#### Descrição da tarefa:
Responda com base no manifesto:
(a) A quem o manifesto é dirigido?
(b) Quais disciplinas tiveram a carga horária diminuída no Ensino Médio da rede pública do Paraná?
(c) Segundo as Diretrizes Curriculares citadas, o ensino de Arte deixa de ser o quê no sistema educacional?

── Trecho do texto

Por Thiago José da Rocha

 

Caro Sr. Secretário da Educação do Estado do Paraná e Sr. Governador do Estado do Paraná.

 

Como historiador e sociólogo, sempre soube que a Educação nunca foi uma das prioridades de qualquer plataforma política existente no Brasil, independentemente de governo. O que enxergamos são falácias, mentiras, promessas feitas em período de campanha eleitoral, mas que depois de eleitos, nossos representantes fecham em seus gabinetes, de onde defendem interesses próprios e particulares, típico do estado patrimonialista brasileiro.

 

Escrevo esse manifesto por estar, assim como milhares de outros professores, profundamente estarrecido com os mandos e desmandos dessa Secretaria de Educação sem, ao menos, consultar os educadores ou comunidade escolar acerca da diminuição da carga horária das disciplinas de Arte, Filosofia e Sociologia da grade curricular do Ensino Médio da rede pública de educação do estado do Paraná. Uma mudança que foi imposta a toda a rede de educação paranaense, sem nenhum tipo de discussão ou debate.

 

Sobre a importância da Arte para a Educação Básica, as próprias Diretrizes Curriculares elucidam que o ensino dessa disciplina deixa de ser coadjuvante no sistema educacional para se ocupar também do desenvolvimento do sujeito frente a uma sociedade construída historicamente e em constante transformação, e que as diferentes formas de pensar a Arte e o seu ensino são constituídas nas relações socioculturais, econômicas e políticas do momento histórico em que se desenvolveram. Nesse sentido, as diversas teorias sobre a Arte estabelecem referências sobre sua função social, tais como: da arte poder servir à ética, à política, à religião, à ideologia; ser utilitária ou mágica; transformar-se em mercadoria ou simplesmente proporcionar prazer.

────
── Registros de dados

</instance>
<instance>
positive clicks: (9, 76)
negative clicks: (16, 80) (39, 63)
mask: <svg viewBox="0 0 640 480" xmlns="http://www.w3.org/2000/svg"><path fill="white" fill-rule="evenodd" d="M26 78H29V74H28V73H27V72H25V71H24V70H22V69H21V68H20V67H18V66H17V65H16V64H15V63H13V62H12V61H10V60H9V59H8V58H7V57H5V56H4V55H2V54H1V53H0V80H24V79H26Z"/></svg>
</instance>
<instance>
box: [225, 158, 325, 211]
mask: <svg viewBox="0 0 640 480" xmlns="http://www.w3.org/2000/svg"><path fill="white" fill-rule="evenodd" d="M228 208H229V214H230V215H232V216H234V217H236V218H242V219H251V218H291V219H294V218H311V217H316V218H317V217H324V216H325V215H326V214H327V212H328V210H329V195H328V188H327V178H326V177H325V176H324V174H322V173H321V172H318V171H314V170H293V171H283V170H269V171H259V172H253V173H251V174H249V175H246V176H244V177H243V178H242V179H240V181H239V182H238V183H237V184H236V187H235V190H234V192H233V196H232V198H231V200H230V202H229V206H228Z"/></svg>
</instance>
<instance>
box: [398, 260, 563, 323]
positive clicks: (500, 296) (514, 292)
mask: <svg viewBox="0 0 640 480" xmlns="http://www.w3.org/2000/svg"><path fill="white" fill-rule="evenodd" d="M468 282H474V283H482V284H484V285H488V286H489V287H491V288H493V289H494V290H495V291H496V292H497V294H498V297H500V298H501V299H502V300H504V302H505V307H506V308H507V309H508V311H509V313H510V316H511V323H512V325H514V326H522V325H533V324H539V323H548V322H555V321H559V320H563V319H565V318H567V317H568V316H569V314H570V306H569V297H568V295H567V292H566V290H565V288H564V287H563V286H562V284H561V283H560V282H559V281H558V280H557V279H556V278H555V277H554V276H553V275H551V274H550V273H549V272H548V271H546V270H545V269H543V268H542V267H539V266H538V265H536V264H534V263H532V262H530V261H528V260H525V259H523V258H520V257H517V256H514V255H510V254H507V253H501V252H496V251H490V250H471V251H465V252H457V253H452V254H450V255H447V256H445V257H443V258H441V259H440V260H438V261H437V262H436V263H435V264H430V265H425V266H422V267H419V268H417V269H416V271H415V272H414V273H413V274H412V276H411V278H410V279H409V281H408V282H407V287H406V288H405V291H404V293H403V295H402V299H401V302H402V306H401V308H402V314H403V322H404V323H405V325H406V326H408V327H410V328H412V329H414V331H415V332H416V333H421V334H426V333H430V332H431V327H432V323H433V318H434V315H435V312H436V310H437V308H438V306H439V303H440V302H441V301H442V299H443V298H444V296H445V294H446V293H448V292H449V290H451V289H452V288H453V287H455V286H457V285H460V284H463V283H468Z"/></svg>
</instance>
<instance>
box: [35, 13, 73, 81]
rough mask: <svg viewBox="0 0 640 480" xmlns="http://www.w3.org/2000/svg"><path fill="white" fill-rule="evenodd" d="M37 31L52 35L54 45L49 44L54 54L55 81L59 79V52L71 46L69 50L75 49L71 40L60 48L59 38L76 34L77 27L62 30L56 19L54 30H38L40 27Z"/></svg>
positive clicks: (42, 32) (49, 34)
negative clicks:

────

#### Resposta escrita:
(a) Ao Secretário da Educação do Estado do Paraná e ao Governador do Estado do Paraná.
(b) Arte, Filosofia e Sociologia.
(c) Deixa de ser coadjuvante.